### [Problem 1]
Set down the lecture announcement from "will lecture on" up to and including "at Emory University.", word for word.
### [Problem 2]
Answer these questions from the lecture announcement:
(a) At what time and on what day is the lecture scheduled?
(b) Where is the U.S. Army Medical Research Institute of Infectious Diseases located?
(c) Which single word in quotation marks did Publishers Weekly use to describe the new book?

Best
Selling Author of "The Hot Zone" to Speak at Emory
Richard Preston,
the award-winning author of #1 New York Times bestseller "The Hot Zone,"
will lecture on his brand new book about smallpox and anthrax, "The
Demon in the Freezer," at 6:30 p.m. on Wednesday October 16 in the Woodruff
Health Sciences Center Administration Building auditorium at Emory University.
"The Demon in the Freezer"
is an inside look at the U.S. Army Medical Research Institute of Infectious
Diseases (USAMRIID) at Ft. Detrick, Maryland, its research into defenses
against the possible use of smallpox as a bio-weapon, and the ongoing
FBI investigation into last year's anthrax attacks against Congress
and the media. In a glowing review, Publishers Weekly called the new
book "compelling" and said it is "as exciting as the best thrillers,
yet scarier by far, for Preston's pages deal with clear, present and
very real dangers."

### [Collected data]
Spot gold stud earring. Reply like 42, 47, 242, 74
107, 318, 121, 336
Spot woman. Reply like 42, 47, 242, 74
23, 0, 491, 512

### [Task solution 1]
will lecture on his brand new book about smallpox and anthrax, "The
Demon in the Freezer," at 6:30 p.m. on Wednesday October 16 in the Woodruff
Health Sciences Center Administration Building auditorium at Emory University.

### [Task solution 2]
(a) 6:30 p.m. on Wednesday October 16
(b) Ft. Detrick, Maryland
(c) "compelling"